WHAT NEEDS TO BE DONE: Transcribe exactly everything in the data below from the line containing "Target: deer ear" down to the line containing "Might you point out the green foliage", both lines included and nothing further.

DATA EXCERPTS:
****************************************

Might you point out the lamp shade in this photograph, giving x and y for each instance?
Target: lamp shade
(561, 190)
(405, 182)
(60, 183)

****************************************

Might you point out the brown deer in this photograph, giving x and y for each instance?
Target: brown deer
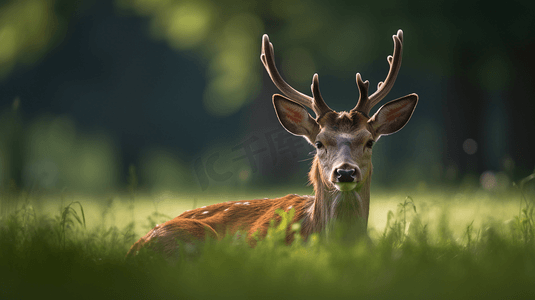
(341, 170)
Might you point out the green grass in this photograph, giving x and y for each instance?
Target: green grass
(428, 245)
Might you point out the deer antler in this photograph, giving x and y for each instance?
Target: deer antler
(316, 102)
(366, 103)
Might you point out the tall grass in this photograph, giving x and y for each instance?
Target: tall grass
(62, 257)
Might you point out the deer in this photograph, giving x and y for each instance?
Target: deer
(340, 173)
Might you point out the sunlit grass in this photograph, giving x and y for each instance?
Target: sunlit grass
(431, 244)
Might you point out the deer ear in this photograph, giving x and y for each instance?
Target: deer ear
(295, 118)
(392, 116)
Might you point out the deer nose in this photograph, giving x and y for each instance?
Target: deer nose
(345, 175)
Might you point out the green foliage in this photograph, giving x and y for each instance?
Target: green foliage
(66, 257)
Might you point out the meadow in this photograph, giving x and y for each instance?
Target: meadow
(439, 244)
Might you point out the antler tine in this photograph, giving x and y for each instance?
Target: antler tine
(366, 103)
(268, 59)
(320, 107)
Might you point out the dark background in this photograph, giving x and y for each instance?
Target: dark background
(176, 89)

****************************************

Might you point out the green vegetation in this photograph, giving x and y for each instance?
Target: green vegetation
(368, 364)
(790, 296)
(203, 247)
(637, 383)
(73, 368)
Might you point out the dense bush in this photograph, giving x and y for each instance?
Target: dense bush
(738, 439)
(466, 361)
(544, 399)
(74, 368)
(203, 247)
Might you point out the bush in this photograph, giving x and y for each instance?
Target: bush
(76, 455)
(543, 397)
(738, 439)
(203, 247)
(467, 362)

****************************************

WRITTEN SOLUTION:
Target: deer ear
(295, 118)
(392, 116)
Might you point out the deer nose in this photograph, giving x and y for each instance?
Target: deer nose
(345, 175)
Might you point out the green foliage in this photograph, giving x and y for each instance?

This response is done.